╭─ Vorliegender Text

Irmgard Merkt: Interkulturelle Musikerziehung (1993)

10 Jahre nach den "17 Thesen" formuliert hier Irmgard Merkt den Schnittstellenansatz: "Schnittstelle ist musikalisches Material, das von deutschen und ausländischen Kindern und Jugendlichen so musiziert werden kann, daß die jeweiligen spezifischen Merkmale der Musikkultur erhalten und respektiert bleiben."

Carola Schormann: Gegen Folklorismus, Motivation der Schüler (1996)

Die Autorin bringt Erfahrungs- und Schülerorientierung mit Interkultureller Musikerziehung in Verbindung und versteht "Schnittstelle" anders als Irmgard Merkt: "Es geht nicht darum, eine musikalische oder kulturelle Schnittstelle zu finden, was letztlich wieder methodisch auf einen Vergleich hinaus liefe, son­dern vielmehr darum, als Einstieg etwas zu wählen, in dem Jugendliche sich und ihre Probleme in irgendeiner Form wiederentdecken können."

╰─

- _Schriftliche Aufgabe_:
Führe den Text über Ansätze der Interkulturellen Musikerziehung im Anschluss an seinen letzten Satz weiter.

╭─ Bereitgestellte Daten

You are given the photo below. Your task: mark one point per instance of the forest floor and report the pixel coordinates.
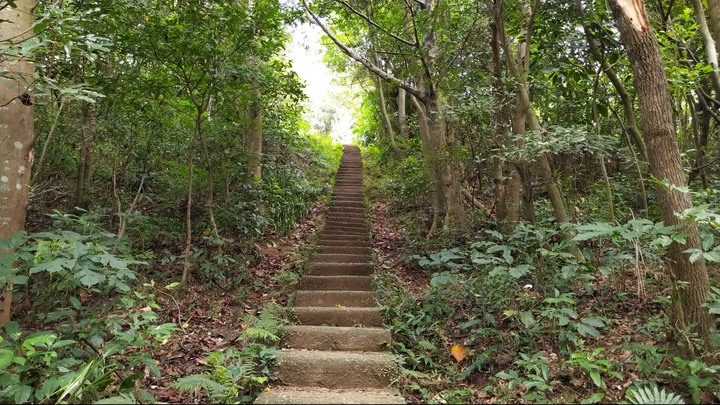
(212, 319)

╰─

- _Schriftliche Antwort_:
Volker Schütz: Umgang mit dem Fremden als Weg zum Eigenen (1997)

Volker Schütz geht von der multikulturellen Verfasstheit der Gessellschaft aus. Interkulturelle Musikerziehung muss nicht in die Ferne bllicken! "Das Eigene, unsere derzeitige Musikkultur mit ihrer multikulturellen Vielfalt und all den daraus erwachsenen Differenzen und Fremdheiten, wird zu einem wesentlichen Arbeitsfeld der IME. Mithilfe ihrer Methoden könnte es gelingen, gegenseitigem Verständnis, Toleranz und Austausch zwischen den Teilhabern unterschiedlicher Teilkulturen innerhalb unserer eigenen Gesellschaft wesentlich zu befördern".

Volker Schütz: Transkulturelle Musikerziehung (1998)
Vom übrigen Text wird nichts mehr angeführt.